Required task >>
Pull out every line in the records below that contains the word "shower", and list them in their original order.

Dataset entries:
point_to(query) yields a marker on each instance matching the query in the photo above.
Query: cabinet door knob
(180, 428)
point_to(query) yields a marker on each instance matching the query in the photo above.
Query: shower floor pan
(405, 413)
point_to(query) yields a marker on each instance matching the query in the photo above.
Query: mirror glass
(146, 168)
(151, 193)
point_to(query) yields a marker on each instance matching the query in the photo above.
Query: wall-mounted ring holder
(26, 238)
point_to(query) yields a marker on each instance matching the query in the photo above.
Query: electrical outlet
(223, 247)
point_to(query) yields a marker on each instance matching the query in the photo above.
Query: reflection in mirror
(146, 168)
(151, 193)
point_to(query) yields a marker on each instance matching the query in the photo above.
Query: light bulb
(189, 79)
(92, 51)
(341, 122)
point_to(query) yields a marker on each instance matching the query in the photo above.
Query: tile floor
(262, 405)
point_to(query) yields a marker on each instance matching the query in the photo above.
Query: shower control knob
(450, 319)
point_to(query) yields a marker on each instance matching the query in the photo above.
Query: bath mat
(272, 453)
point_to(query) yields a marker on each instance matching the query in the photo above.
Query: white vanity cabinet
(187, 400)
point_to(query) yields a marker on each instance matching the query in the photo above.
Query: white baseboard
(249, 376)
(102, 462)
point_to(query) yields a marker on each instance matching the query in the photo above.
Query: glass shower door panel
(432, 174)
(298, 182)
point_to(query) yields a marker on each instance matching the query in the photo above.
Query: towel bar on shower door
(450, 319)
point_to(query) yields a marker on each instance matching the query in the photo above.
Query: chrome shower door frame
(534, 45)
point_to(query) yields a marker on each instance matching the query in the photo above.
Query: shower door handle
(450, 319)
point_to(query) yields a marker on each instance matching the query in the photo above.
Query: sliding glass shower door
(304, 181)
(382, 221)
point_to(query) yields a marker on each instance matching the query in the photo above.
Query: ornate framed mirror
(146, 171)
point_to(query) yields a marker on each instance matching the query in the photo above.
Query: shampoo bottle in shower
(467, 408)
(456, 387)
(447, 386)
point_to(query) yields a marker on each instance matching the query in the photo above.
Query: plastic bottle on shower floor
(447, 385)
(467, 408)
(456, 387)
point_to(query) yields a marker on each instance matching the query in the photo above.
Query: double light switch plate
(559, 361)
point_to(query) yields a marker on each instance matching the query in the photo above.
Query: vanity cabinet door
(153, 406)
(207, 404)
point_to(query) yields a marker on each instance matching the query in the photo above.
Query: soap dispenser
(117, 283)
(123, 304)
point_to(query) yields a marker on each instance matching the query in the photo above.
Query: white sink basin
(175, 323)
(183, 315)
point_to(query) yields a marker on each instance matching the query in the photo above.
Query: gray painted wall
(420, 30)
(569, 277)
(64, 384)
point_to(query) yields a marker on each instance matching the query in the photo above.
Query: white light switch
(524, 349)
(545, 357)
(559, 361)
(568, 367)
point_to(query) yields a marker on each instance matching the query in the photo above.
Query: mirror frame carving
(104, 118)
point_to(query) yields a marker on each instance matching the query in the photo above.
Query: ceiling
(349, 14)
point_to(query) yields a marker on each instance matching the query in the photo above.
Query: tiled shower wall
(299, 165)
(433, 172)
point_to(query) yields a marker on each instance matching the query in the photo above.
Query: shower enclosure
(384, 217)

Answer for this exercise >>
Query: shower floor pan
Query: shower control knob
Query: glass shower door panel
Query: towel bar on shower door
Query: chrome shower door frame
Query: shower door handle
Query: sliding glass shower door
Query: shampoo bottle in shower
Query: plastic bottle on shower floor
Query: tiled shower wall
Query: shower enclosure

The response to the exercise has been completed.